> _Items_:

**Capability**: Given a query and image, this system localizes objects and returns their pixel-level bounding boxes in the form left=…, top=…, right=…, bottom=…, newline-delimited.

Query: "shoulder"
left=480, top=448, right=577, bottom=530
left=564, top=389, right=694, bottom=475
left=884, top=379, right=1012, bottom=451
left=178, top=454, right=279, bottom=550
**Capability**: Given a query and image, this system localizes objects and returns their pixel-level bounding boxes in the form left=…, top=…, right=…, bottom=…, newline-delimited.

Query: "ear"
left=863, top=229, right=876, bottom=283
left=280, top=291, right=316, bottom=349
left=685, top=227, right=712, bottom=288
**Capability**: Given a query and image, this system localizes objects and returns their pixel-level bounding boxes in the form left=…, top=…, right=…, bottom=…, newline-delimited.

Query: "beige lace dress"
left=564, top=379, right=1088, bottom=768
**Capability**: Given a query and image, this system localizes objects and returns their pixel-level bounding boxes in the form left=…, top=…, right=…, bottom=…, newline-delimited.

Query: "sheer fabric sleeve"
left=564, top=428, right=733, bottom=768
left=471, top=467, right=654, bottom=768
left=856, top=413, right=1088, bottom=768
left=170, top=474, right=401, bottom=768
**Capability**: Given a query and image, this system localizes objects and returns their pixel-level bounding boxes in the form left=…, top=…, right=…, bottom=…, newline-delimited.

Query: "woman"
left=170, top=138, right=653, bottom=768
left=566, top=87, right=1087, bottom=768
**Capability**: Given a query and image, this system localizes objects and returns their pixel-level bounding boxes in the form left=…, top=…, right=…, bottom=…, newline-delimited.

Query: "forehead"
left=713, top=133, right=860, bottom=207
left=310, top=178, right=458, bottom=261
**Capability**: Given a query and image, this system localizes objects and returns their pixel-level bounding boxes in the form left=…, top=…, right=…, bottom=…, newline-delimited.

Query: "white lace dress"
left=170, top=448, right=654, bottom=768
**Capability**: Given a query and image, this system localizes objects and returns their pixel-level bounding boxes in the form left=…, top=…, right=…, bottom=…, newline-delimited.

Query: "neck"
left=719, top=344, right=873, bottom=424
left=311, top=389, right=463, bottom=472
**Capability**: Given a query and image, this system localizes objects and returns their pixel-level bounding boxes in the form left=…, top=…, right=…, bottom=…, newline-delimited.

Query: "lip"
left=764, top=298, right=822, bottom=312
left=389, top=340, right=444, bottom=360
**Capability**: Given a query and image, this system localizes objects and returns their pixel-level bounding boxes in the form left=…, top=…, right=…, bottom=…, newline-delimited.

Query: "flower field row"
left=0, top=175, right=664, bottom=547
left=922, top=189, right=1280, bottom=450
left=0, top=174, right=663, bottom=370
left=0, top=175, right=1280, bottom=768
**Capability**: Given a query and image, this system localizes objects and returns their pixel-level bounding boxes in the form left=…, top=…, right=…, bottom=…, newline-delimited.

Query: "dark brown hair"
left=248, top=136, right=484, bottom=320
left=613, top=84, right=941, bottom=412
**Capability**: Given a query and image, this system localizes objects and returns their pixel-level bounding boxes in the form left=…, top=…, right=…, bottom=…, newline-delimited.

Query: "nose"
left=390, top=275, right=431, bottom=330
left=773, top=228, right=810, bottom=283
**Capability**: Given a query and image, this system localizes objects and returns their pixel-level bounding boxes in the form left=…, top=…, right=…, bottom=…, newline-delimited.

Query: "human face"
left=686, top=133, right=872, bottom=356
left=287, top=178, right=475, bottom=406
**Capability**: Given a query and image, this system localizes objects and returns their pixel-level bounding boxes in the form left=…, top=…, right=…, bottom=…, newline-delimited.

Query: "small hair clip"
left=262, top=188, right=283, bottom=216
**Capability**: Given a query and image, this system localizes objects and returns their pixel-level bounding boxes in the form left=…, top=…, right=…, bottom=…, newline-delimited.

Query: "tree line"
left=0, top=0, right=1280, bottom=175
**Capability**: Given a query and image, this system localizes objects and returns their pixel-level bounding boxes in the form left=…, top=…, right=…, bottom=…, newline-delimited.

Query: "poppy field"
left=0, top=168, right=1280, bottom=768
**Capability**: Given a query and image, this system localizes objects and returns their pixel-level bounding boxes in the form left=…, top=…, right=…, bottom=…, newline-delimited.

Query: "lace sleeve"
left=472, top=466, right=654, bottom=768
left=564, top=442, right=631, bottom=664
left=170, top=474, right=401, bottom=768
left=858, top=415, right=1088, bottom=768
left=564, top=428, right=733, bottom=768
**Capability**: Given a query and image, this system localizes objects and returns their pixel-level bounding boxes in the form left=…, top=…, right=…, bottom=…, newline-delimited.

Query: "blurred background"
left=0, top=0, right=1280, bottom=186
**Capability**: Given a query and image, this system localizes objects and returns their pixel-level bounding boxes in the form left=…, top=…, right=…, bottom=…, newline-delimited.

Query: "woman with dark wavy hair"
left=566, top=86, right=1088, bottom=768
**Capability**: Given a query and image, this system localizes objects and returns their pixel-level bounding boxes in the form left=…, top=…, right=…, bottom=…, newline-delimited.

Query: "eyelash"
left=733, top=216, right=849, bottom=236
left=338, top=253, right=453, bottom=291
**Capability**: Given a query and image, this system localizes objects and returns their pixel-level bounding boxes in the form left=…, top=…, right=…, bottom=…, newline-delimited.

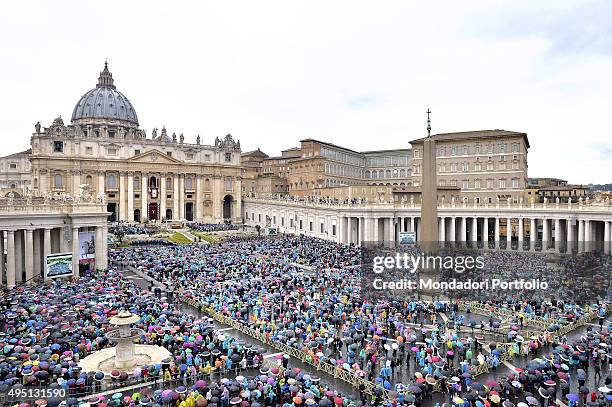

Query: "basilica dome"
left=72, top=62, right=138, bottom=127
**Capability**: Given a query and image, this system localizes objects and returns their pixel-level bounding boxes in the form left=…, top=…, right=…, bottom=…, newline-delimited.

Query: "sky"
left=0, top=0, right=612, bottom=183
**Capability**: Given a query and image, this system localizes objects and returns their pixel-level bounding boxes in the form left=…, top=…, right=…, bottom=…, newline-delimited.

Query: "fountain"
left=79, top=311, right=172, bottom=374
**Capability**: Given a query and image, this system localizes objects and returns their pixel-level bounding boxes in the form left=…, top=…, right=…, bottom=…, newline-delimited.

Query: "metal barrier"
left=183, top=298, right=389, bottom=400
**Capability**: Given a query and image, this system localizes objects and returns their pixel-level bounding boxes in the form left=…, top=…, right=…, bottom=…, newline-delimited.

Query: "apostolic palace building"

> _Problem requirements_: Pick out each line of the listing above that contains the word "woman".

> _Exercise solution_:
Query: "woman"
Query: "woman with dark wavy hair"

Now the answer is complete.